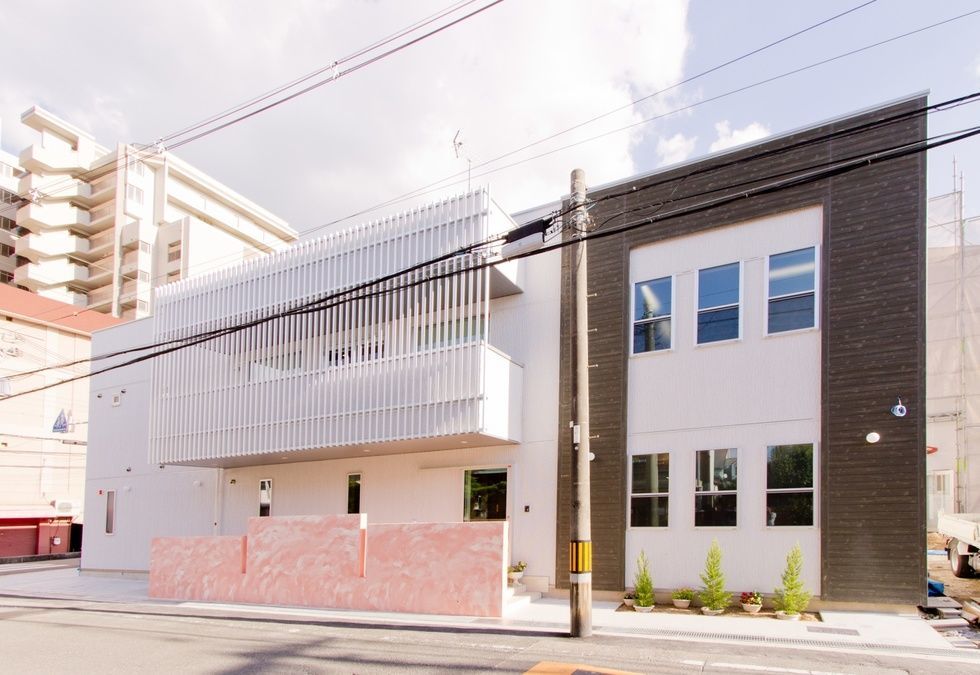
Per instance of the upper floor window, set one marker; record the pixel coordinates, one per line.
(718, 298)
(792, 280)
(652, 315)
(715, 488)
(650, 487)
(789, 485)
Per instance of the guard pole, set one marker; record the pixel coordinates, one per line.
(580, 546)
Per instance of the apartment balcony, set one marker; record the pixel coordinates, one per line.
(465, 396)
(52, 215)
(36, 247)
(37, 159)
(49, 273)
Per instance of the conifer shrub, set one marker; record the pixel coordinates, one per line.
(714, 595)
(642, 583)
(792, 597)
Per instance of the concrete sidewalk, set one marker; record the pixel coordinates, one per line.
(838, 631)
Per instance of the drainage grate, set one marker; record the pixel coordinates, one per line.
(835, 631)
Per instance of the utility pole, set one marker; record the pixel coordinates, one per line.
(580, 546)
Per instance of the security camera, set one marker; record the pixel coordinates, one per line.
(899, 410)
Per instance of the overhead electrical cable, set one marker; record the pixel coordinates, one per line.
(805, 176)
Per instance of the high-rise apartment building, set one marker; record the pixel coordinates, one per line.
(100, 228)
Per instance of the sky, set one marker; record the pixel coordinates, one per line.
(517, 73)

===

DIRECTION —
Quote every line of the records above word for word, with each instruction followed by its coordinates, and leave the pictures out of your answer.

RESULT —
Per instance of the upper floor window, set one marker; record the pixel coordinates, one per line.
(718, 298)
(792, 280)
(652, 315)
(715, 488)
(650, 487)
(789, 485)
Per instance of the guard pole, set one marker; record the pixel coordinates, one per line.
(580, 546)
Per instance of the apartment balcony, set one marker; record the pixel coordinates, one per line.
(465, 396)
(52, 215)
(36, 247)
(37, 159)
(49, 273)
Per instance of the conifer shrub, set one marker; record the pixel coordinates, one per line.
(714, 595)
(642, 583)
(792, 597)
Per instance of the concrete sidewalk, set one marker; record the pixel coordinates, one per line.
(838, 631)
Per instance of the drainage grate, set one marker; record the pixel coordinates, one per line.
(835, 631)
Per instance of the utility pole, set one marker; record the pixel coordinates, one per line.
(580, 546)
Per instance of the security camera, set one marker; record the pixel coordinates, one per line.
(899, 410)
Per instance of the overhead electrical cable, set one marker; record the pixel coordinates, one per line.
(805, 176)
Per instance of the high-rise apartment building, set one marker; record the pixel coordinates, one per line.
(100, 228)
Per instance of the sky, set one marker; record the pixel coordinates, one per line.
(517, 73)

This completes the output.